WORK INSTRUCTIONS => Transcribe every one of the following entries line for line, changing nothing.

════════════════

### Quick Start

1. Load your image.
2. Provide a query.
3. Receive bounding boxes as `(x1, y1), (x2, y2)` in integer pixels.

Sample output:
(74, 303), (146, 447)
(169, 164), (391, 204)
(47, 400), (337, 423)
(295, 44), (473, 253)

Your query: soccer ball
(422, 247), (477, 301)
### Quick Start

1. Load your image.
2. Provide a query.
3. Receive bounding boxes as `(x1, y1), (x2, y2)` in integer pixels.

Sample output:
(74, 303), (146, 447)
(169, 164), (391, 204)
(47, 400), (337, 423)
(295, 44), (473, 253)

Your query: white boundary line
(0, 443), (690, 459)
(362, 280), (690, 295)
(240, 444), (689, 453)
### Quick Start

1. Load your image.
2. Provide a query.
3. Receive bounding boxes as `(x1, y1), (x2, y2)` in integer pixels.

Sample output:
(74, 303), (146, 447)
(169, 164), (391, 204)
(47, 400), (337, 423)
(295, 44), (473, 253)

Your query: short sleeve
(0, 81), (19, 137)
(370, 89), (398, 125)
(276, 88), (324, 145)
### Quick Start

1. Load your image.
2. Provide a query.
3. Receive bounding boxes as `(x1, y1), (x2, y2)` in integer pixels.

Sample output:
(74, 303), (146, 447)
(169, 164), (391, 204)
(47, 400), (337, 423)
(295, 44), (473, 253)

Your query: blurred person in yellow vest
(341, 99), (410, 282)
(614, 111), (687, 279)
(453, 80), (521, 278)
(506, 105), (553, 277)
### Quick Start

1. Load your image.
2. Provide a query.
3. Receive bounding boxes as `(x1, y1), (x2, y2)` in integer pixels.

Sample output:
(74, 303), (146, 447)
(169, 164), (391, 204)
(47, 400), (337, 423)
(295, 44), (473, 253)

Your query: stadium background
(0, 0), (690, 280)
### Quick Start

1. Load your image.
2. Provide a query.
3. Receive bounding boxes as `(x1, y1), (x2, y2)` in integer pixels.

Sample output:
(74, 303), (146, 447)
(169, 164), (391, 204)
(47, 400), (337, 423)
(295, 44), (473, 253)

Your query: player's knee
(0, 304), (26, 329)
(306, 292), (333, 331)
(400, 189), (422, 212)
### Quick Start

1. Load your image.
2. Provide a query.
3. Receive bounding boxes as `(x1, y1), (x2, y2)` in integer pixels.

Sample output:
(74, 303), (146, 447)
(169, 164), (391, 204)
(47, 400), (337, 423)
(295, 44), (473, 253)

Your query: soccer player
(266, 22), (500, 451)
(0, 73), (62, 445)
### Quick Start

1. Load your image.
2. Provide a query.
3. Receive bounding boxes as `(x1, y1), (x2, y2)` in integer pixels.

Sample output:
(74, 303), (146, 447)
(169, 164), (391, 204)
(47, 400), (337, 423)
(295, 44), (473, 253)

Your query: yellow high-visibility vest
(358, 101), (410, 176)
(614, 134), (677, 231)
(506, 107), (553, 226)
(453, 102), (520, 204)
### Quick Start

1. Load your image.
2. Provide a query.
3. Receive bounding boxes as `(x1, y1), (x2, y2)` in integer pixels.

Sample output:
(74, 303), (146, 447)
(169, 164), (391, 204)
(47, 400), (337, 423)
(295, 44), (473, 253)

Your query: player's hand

════════════════

THE ANSWER =>
### Quick Start

1. Load your image.
2. Provide a query.
3. Receive bounding boxes as `(x1, y1), (x2, y2)` in integer pixels.

Sample output:
(74, 303), (146, 447)
(169, 164), (391, 204)
(47, 400), (337, 423)
(295, 44), (473, 253)

Your query: soccer ball
(422, 247), (477, 301)
### Quick Start

1. Load your image.
2. Provide a query.
3. Receive bounding boxes as `(x1, y1), (x2, y2)` in integer pixels.

Sample output:
(74, 303), (146, 447)
(169, 164), (391, 204)
(47, 400), (337, 423)
(295, 44), (473, 253)

Your query: white boundary line
(0, 443), (690, 459)
(362, 280), (690, 295)
(240, 444), (689, 453)
### Quick Start

1. Load your image.
2. Provide a query.
3. Receive bounding boxes as `(x1, y1), (x2, y2)` in integer pixels.

Sample output:
(74, 303), (146, 447)
(169, 164), (391, 204)
(47, 400), (337, 423)
(295, 44), (473, 253)

Your query: short sleeve
(0, 81), (19, 137)
(370, 89), (398, 125)
(276, 88), (324, 145)
### Quick Start

1. Load your image.
2. Provide a query.
3. Receive bounding boxes as `(x1, y1), (x2, y2)` in integer pixels.

Sample output:
(74, 303), (146, 447)
(169, 164), (391, 204)
(47, 400), (337, 423)
(295, 44), (473, 253)

Your query: blurred person in yellow vest
(341, 99), (410, 282)
(614, 111), (687, 279)
(453, 80), (521, 278)
(506, 105), (553, 277)
### Quick Start

1. Load your image.
2. Provide a query.
3. Receive bounding boxes as `(x1, y1), (x2, y2)` in integer pixels.

Sample output:
(74, 303), (146, 447)
(169, 164), (391, 204)
(47, 400), (337, 423)
(295, 44), (473, 253)

Your query: stadium background
(0, 0), (690, 280)
### Quick Start

1. Load your image.
2. Provide a query.
3. Receive bounding boxes as `(x1, y1), (x2, y2)` in integer pixels.

Sample output:
(74, 303), (146, 447)
(169, 164), (391, 204)
(47, 400), (337, 423)
(295, 44), (473, 253)

Your query: player's knee
(0, 304), (26, 329)
(306, 292), (333, 331)
(400, 189), (422, 212)
### Quick Start

1. Load your image.
2. Provide a query.
3. Receive bounding boxes as `(x1, y1), (x2, y2)` in integer pixels.

Sample output:
(74, 303), (146, 447)
(169, 164), (391, 204)
(47, 400), (337, 423)
(295, 44), (473, 253)

Your query: soccer player
(266, 22), (500, 451)
(0, 73), (62, 445)
### Quick Start

1. Load your image.
2. Provide a query.
3. Receive bounding boxes as `(x1, y1), (x2, y2)` in integer pixels.

Sample output:
(74, 303), (146, 447)
(169, 164), (391, 204)
(47, 400), (337, 423)
(295, 44), (473, 253)

Your query: yellow high-visibility vest
(358, 101), (410, 176)
(614, 134), (677, 231)
(506, 107), (553, 226)
(453, 102), (520, 204)
### Quick Start

1. Load your image.
2. Provide a query.
3. Receive bounding boxes as `(x1, y1), (x2, y2)` in integer pixels.

Sample output:
(74, 303), (146, 447)
(169, 164), (391, 204)
(47, 400), (337, 423)
(295, 44), (473, 253)

Your query: player's hand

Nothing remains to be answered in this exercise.